*TEXT*.
Dan Scanlon can be excused if he's a little nervous now. The 78-year-old mayor of Morton Grove, Ill., was bitten last year by a mosquito and it changed his life -- for the worse.
It was August. Scanlon and his wife of 52 years were at an outdoor political event when he suddenly fell ill. He doesn't even remember being bitten by a mosquito, but that's what happened.
"One of them bit me, and one of them bit my wife," he said.
"About 24 hours later, she got the same kind of symptoms and ended up in the hospital. And never came out."
The Scanlons were bitten by a mosquito carrying the West Nile Virus. It killed 284 people last year in this country and spread to 44 states. Now a widower, Scanlon is a shadow of his former self. He lost 80 pounds in the hospital alone.
"My whole left side wound up paralyzed," he said recently from his home. "My right arm was paralyzed [too]."
Scanlon must use a wheelchair now and has regular physical therapy sessions to try to get him back on his feet.
"People still can't believe it," said Scanlon. "They say, 'A mosquito did that to you, Dan?' And I say, 'Well, evidently so.' "
Now, as the weather warms up, Scanlon worries about what the day will bring. He wonders if venturing outside will tempt fate -- and the mosquitoes -- again.

*INFORMATION SUPPLIED*.
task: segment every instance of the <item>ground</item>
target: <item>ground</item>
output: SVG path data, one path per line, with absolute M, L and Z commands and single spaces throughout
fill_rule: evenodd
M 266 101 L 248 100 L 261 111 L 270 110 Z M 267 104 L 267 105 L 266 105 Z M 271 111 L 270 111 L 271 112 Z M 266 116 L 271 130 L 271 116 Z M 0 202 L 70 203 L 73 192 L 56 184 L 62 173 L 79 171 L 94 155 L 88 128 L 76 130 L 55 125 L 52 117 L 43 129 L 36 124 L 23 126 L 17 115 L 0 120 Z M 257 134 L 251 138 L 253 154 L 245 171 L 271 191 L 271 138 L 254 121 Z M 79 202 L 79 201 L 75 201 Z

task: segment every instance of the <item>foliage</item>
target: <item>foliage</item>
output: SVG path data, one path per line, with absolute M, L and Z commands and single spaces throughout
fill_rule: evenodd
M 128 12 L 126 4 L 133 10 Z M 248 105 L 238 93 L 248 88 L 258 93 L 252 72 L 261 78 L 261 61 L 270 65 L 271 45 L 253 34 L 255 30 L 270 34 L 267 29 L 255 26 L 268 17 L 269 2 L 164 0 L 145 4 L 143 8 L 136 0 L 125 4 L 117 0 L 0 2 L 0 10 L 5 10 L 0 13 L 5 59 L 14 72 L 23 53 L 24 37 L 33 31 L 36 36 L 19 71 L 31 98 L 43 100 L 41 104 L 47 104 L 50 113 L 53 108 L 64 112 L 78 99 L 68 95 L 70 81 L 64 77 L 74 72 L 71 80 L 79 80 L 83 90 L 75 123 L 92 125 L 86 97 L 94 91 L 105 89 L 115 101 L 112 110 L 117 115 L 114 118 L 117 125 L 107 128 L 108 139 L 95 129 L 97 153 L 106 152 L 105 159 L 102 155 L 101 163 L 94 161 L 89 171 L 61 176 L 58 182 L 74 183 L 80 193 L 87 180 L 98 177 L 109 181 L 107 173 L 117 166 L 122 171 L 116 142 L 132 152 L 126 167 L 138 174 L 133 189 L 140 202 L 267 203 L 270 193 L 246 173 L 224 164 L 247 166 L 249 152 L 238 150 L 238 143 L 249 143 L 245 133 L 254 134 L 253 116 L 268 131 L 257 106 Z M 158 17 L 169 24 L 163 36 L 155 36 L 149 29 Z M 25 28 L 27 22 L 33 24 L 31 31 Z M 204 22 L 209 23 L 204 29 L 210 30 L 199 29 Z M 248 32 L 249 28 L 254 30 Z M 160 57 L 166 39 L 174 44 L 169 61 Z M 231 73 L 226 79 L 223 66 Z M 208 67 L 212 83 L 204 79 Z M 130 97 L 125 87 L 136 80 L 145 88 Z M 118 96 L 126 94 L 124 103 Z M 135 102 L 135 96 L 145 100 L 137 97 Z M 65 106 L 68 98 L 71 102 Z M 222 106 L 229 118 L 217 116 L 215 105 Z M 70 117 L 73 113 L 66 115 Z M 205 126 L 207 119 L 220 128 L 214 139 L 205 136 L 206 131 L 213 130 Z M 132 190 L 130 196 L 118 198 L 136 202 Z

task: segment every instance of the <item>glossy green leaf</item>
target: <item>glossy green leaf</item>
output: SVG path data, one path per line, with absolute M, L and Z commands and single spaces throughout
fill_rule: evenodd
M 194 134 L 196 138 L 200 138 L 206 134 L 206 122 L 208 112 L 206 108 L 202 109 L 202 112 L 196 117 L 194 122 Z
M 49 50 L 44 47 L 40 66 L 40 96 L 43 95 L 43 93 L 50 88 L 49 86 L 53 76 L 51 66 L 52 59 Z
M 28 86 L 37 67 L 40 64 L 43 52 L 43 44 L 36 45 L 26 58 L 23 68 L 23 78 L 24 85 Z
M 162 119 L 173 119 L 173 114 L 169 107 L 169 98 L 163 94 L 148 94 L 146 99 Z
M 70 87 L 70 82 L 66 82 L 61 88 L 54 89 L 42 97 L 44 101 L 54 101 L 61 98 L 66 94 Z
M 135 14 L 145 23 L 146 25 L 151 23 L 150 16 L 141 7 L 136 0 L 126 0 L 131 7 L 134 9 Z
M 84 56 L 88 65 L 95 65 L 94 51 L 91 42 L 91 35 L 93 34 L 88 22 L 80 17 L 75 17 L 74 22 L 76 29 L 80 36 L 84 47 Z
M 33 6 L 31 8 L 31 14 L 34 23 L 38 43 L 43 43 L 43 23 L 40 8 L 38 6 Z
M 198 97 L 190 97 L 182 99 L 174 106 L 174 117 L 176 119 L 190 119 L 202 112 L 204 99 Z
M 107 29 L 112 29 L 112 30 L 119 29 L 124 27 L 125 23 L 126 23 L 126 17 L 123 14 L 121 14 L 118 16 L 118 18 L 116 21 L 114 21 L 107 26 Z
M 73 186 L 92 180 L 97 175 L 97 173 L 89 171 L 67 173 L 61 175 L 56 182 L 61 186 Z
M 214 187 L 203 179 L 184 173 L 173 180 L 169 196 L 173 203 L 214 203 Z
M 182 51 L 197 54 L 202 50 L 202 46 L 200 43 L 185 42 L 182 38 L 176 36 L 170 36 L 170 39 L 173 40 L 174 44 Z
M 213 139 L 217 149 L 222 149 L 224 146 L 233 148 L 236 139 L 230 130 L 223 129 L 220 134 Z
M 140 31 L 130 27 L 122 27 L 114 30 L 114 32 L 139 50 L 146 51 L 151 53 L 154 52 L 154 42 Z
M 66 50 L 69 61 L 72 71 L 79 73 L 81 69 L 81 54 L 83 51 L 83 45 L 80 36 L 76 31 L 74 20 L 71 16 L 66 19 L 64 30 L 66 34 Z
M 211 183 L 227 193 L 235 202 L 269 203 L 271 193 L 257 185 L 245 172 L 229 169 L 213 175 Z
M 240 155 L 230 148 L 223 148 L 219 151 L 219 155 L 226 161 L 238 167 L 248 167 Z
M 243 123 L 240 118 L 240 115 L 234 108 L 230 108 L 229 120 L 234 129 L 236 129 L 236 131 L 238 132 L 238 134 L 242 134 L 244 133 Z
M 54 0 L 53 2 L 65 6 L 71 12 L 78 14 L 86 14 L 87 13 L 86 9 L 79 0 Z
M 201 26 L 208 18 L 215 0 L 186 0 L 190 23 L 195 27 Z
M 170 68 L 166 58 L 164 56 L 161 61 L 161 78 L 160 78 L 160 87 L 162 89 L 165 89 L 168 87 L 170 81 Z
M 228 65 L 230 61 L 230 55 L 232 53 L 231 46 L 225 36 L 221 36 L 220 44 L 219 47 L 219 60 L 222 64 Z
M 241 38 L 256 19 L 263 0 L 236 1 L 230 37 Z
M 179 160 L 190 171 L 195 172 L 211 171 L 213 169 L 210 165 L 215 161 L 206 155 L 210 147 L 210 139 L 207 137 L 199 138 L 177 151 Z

==

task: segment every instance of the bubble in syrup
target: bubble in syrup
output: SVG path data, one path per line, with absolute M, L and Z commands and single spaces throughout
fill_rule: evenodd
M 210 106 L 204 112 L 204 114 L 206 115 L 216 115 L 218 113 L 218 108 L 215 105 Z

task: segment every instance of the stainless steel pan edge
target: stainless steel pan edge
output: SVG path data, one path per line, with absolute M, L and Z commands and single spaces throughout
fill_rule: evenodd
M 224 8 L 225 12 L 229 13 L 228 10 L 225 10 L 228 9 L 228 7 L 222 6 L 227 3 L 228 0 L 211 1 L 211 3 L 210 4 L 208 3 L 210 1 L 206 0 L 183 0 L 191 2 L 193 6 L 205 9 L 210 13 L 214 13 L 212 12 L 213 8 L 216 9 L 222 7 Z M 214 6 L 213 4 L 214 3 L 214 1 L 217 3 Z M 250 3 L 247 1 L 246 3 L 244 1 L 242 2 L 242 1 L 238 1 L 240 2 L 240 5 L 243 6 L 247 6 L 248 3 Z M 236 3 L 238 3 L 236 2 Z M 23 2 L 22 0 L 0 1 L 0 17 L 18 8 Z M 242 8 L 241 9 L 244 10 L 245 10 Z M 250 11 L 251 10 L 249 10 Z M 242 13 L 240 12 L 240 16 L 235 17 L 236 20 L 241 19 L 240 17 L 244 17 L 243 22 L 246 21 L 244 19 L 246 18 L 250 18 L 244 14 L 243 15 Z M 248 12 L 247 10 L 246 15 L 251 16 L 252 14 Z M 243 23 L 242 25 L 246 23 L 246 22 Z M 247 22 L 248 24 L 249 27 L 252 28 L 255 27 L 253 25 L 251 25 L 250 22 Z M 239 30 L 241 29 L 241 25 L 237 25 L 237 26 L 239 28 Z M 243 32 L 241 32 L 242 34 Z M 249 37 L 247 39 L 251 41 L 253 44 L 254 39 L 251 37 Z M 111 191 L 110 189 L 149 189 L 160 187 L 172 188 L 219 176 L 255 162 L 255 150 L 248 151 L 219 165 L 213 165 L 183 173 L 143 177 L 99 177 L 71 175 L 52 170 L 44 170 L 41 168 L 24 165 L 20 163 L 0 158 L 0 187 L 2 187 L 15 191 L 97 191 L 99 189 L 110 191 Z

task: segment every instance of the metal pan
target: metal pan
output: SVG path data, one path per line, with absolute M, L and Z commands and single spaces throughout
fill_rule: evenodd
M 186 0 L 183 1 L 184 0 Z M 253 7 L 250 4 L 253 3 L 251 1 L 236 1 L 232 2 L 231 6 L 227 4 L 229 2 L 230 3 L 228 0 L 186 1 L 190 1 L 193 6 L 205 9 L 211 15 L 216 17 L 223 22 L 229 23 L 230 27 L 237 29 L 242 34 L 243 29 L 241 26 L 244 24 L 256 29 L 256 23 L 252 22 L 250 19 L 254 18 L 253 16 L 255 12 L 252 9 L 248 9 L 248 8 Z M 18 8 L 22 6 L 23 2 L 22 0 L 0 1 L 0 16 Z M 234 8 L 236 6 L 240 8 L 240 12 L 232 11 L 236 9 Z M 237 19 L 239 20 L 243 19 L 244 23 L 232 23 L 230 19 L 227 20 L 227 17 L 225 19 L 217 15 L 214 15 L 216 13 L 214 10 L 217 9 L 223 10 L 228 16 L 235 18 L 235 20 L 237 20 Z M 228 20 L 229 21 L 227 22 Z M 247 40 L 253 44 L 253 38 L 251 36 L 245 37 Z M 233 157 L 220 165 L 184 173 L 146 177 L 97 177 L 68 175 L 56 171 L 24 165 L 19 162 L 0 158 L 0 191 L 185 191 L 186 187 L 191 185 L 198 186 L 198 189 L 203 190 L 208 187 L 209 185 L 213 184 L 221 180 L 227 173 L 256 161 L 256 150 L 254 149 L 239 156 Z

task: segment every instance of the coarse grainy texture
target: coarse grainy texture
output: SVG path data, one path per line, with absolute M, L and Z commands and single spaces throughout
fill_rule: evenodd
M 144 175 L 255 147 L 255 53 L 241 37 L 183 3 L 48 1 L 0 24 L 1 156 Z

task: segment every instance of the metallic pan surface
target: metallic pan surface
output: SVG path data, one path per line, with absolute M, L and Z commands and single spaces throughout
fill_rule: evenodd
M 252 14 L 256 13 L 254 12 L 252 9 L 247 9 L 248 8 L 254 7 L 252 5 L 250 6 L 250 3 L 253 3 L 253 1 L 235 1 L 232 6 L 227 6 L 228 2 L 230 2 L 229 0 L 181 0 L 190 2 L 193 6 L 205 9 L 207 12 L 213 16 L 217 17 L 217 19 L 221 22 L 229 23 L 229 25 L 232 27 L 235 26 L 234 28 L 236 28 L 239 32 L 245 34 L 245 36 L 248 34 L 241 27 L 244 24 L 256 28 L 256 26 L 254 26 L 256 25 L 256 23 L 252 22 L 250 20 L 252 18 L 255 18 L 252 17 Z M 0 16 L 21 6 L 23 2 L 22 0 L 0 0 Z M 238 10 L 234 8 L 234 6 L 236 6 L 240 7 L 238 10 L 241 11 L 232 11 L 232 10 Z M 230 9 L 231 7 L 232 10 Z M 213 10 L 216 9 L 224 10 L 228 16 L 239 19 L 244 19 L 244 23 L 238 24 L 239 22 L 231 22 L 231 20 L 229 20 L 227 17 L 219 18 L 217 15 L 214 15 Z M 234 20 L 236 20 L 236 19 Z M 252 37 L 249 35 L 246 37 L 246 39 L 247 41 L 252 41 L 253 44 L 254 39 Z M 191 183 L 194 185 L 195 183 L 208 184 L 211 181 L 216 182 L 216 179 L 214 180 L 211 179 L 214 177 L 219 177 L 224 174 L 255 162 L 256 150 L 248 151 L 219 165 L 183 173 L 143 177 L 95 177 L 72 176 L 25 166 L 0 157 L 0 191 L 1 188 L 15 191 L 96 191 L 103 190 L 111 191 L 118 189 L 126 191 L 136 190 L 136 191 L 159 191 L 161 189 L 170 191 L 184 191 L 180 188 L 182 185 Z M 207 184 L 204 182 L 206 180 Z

==

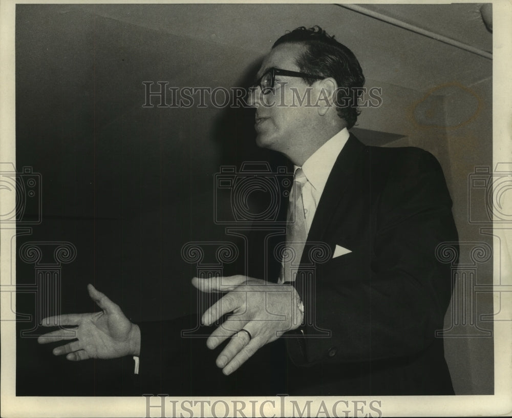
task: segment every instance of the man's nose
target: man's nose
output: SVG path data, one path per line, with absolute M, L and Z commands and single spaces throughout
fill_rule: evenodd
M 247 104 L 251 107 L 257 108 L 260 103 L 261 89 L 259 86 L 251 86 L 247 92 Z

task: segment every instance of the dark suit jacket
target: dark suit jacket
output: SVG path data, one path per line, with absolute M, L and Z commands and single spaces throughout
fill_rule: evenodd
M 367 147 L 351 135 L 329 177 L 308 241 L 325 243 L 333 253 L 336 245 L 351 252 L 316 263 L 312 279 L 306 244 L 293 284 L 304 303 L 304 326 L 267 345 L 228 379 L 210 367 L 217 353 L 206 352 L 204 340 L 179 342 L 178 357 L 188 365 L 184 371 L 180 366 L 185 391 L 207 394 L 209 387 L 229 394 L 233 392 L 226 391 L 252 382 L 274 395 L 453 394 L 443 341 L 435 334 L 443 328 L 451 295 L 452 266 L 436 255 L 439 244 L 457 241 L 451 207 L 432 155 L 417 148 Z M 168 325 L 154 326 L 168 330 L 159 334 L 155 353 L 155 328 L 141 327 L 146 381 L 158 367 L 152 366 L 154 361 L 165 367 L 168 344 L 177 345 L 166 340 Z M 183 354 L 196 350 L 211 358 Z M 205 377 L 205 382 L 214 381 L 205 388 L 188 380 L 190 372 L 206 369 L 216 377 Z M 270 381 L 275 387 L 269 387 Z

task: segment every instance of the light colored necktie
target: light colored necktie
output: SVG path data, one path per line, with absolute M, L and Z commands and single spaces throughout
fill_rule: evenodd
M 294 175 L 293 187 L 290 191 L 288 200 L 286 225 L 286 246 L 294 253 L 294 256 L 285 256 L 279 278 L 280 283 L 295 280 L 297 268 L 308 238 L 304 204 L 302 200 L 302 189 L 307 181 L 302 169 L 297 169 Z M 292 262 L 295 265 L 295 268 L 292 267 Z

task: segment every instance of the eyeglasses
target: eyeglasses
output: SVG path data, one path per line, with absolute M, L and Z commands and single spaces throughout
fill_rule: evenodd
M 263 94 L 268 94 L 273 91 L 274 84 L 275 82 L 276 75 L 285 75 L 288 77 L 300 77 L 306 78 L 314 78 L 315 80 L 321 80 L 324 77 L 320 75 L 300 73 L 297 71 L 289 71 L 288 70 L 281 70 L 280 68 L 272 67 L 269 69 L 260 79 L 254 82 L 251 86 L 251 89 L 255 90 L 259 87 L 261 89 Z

*PROBLEM DESCRIPTION*.
Copy out the part of the text about Dan Scanlon that opens with the words containing "The Scanlons were" and closes with "mosquitoes -- again.". The listing is unrelated to the text about Dan Scanlon.

*ANSWER SPACE*.
The Scanlons were bitten by a mosquito carrying the West Nile Virus. It killed 284 people last year in this country and spread to 44 states. Now a widower, Scanlon is a shadow of his former self. He lost 80 pounds in the hospital alone.
"My whole left side wound up paralyzed," he said recently from his home. "My right arm was paralyzed [too]."
Scanlon must use a wheelchair now and has regular physical therapy sessions to try to get him back on his feet.
"People still can't believe it," said Scanlon. "They say, 'A mosquito did that to you, Dan?' And I say, 'Well, evidently so.' "
Now, as the weather warms up, Scanlon worries about what the day will bring. He wonders if venturing outside will tempt fate -- and the mosquitoes -- again.